EXTRAIT DU TEXTE:
__________________________________________________

Dans tous les pays du monde et à toutes les époques, les mouvements populaires ont eu de grands jours, des soirées uniques et des lendemains matins d’espoir qui restent gravés pour longtemps dans la mémoire des citoyens. À n’en pas douter, le dimanche 26 mars 2023 marquera l’histoire du mouvement civique et social d’Israël. Revenons un instant sur l’événement en lui-même par une description « au ras des pavés » : l’émotion, le dynamisme en disent parfois plus long sur un soulèvement populaire que des analyses parfois trop rapides et un tantinet convenues.

__________________________________________________

EXTRAIT DE DONNÉES:
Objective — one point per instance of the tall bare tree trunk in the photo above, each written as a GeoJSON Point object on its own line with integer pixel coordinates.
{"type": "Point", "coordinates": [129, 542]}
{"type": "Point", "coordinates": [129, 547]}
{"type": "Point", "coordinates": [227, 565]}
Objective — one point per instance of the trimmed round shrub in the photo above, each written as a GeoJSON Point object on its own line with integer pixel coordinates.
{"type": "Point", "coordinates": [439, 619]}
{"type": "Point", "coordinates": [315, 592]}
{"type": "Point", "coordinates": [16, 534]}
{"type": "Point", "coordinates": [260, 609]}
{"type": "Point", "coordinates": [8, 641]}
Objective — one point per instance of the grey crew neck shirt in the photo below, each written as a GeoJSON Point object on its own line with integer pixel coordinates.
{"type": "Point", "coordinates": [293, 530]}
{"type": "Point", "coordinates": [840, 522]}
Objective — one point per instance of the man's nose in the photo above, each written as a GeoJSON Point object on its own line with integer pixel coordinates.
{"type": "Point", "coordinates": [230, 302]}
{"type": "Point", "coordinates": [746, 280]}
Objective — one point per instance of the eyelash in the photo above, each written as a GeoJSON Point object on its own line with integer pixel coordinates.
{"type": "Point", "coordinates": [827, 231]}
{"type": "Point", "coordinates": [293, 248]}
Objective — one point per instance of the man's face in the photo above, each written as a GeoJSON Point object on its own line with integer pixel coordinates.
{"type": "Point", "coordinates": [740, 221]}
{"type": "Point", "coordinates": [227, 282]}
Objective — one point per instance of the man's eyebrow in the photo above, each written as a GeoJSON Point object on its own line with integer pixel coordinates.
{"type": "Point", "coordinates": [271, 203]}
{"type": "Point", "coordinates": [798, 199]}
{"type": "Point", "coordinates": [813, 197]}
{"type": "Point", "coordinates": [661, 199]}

__________________________________________________

ÉNONCÉ DE LA TÂCHE:
Recopiez en entier et sans aucune modification le texte ci-dessus sur la mobilisation populaire du 26 mars 2023 en Israël.

RÉPONSE RÉDIGÉE:
Dans tous les pays du monde et à toutes les époques, les mouvements populaires ont eu de grands jours, des soirées uniques et des lendemains matins d’espoir qui restent gravés pour longtemps dans la mémoire des citoyens. À n’en pas douter, le dimanche 26 mars 2023 marquera l’histoire du mouvement civique et social d’Israël. Revenons un instant sur l’événement en lui-même par une description « au ras des pavés » : l’émotion, le dynamisme en disent parfois plus long sur un soulèvement populaire que des analyses parfois trop rapides et un tantinet convenues.